_Written exercise:_ Put each line of the rows, from the line containing "Can you see the cabinet glass" through the final line, into a JSON list of strings, one string per line, leaving out blank lines.
────────────────────────────────────────
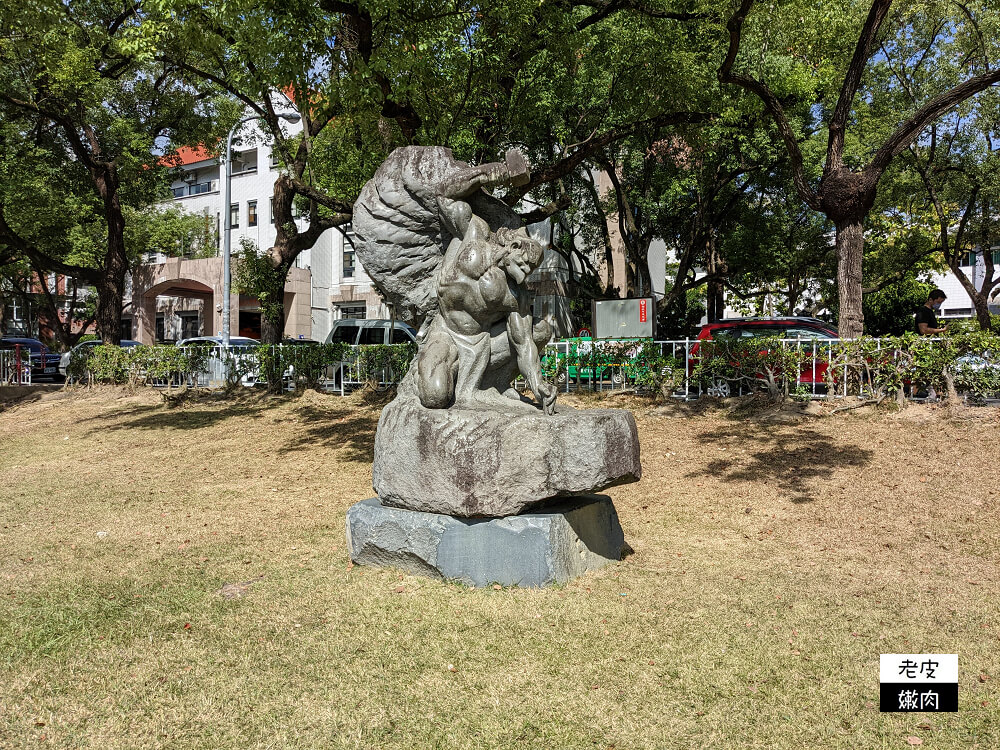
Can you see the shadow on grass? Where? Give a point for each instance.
(788, 456)
(338, 427)
(204, 414)
(348, 430)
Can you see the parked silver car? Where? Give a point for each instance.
(370, 331)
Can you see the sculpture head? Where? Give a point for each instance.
(517, 253)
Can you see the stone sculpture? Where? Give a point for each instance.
(453, 260)
(459, 441)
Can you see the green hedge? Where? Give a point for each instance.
(968, 362)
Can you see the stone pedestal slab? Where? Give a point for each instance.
(486, 462)
(554, 545)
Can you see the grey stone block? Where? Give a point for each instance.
(553, 545)
(485, 462)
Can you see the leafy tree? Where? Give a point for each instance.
(479, 78)
(72, 88)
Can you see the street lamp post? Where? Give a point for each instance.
(227, 225)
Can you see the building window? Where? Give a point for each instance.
(190, 327)
(349, 254)
(353, 312)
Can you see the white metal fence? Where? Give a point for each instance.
(15, 366)
(682, 368)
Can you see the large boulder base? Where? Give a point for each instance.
(554, 545)
(473, 463)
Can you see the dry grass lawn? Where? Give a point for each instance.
(176, 577)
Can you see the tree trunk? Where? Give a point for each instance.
(111, 283)
(716, 291)
(272, 325)
(850, 250)
(983, 311)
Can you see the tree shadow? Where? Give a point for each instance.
(159, 417)
(350, 430)
(790, 457)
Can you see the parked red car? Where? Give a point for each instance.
(801, 329)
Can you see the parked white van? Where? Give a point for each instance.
(373, 331)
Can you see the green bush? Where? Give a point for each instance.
(137, 365)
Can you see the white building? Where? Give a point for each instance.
(959, 304)
(183, 294)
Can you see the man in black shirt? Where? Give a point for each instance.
(925, 321)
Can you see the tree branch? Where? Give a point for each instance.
(852, 79)
(610, 7)
(567, 164)
(771, 103)
(543, 212)
(905, 134)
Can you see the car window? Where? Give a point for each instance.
(345, 334)
(726, 333)
(401, 336)
(802, 332)
(372, 335)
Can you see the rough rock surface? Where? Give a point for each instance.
(553, 545)
(484, 462)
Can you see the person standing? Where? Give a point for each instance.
(925, 321)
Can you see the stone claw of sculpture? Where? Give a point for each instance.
(455, 260)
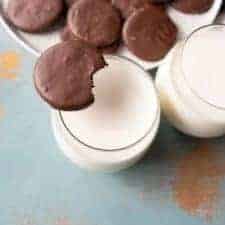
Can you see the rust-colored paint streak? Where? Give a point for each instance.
(197, 184)
(63, 221)
(9, 64)
(2, 112)
(9, 60)
(7, 75)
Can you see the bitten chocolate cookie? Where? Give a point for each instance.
(127, 7)
(192, 6)
(35, 15)
(67, 35)
(95, 22)
(63, 75)
(149, 33)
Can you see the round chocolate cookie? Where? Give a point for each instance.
(63, 75)
(149, 33)
(192, 6)
(34, 15)
(70, 2)
(110, 49)
(66, 34)
(127, 7)
(95, 22)
(160, 1)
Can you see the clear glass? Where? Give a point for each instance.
(183, 86)
(151, 125)
(91, 157)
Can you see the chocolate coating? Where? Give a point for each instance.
(110, 49)
(95, 22)
(149, 33)
(34, 16)
(63, 75)
(127, 7)
(69, 3)
(66, 34)
(192, 6)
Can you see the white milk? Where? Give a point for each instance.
(116, 130)
(191, 84)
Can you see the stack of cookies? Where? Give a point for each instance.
(143, 26)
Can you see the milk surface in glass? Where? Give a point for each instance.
(191, 84)
(115, 131)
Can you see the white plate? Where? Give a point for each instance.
(37, 43)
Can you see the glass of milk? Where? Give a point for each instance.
(118, 128)
(191, 85)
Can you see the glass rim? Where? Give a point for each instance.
(152, 125)
(186, 40)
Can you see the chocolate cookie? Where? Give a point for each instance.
(127, 7)
(70, 2)
(66, 34)
(192, 6)
(35, 15)
(63, 75)
(149, 33)
(95, 22)
(110, 49)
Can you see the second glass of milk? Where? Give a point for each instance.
(191, 84)
(118, 128)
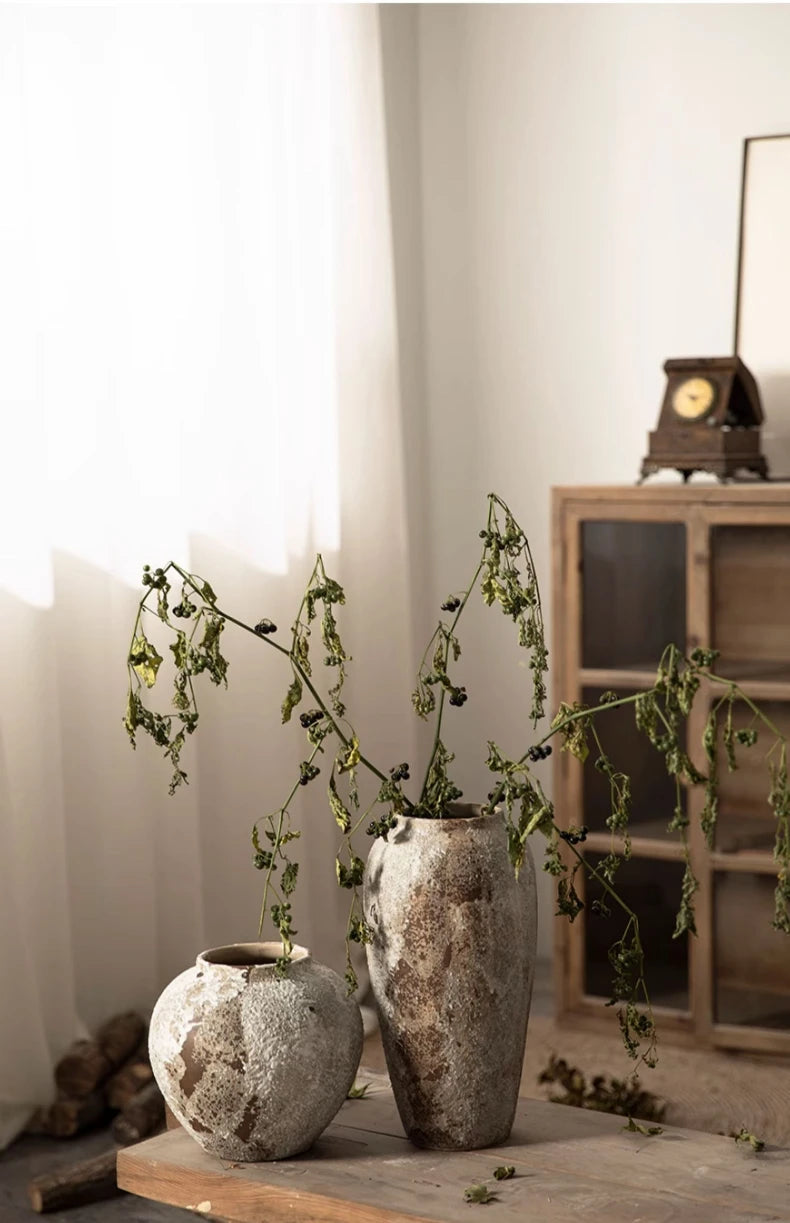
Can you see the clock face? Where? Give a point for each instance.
(694, 399)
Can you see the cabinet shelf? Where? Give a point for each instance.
(648, 839)
(637, 569)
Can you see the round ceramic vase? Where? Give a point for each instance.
(451, 964)
(252, 1064)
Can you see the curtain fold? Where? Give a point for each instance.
(202, 366)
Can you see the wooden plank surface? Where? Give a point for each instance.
(570, 1164)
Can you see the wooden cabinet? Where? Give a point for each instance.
(634, 570)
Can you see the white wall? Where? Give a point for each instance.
(580, 176)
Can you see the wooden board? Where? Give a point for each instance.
(570, 1164)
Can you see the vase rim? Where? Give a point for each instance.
(475, 817)
(259, 955)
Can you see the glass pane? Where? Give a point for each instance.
(745, 821)
(630, 751)
(752, 960)
(751, 601)
(634, 592)
(652, 889)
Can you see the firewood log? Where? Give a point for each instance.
(92, 1180)
(120, 1036)
(81, 1069)
(127, 1081)
(144, 1112)
(70, 1115)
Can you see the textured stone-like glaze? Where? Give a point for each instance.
(451, 964)
(254, 1065)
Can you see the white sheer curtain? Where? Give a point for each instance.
(198, 362)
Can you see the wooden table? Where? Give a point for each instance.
(571, 1164)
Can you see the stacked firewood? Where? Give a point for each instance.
(103, 1080)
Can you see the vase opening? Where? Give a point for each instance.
(248, 955)
(462, 811)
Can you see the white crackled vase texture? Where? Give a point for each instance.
(252, 1064)
(451, 965)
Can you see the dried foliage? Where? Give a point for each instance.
(506, 580)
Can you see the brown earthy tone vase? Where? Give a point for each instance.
(254, 1065)
(451, 963)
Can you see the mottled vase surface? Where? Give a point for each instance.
(451, 965)
(254, 1065)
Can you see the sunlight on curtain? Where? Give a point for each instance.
(166, 300)
(199, 361)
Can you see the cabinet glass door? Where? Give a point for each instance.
(634, 592)
(752, 959)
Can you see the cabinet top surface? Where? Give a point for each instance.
(673, 494)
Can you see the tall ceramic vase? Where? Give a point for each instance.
(254, 1065)
(451, 964)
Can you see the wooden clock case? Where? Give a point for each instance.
────────────────────────────────────────
_The response:_
[
  "Can you see the cabinet glass door? Where? Give a point for each instance.",
  "(634, 592)",
  "(752, 959)",
  "Can you see the cabinet top surface? Where? Give a point for each instance.",
  "(673, 494)",
  "Can you see the tall ceramic vase? Where? Give a point for each instance.",
  "(254, 1065)",
  "(451, 964)",
  "Can you see the wooden clock case? Where? Give a point for each instance."
]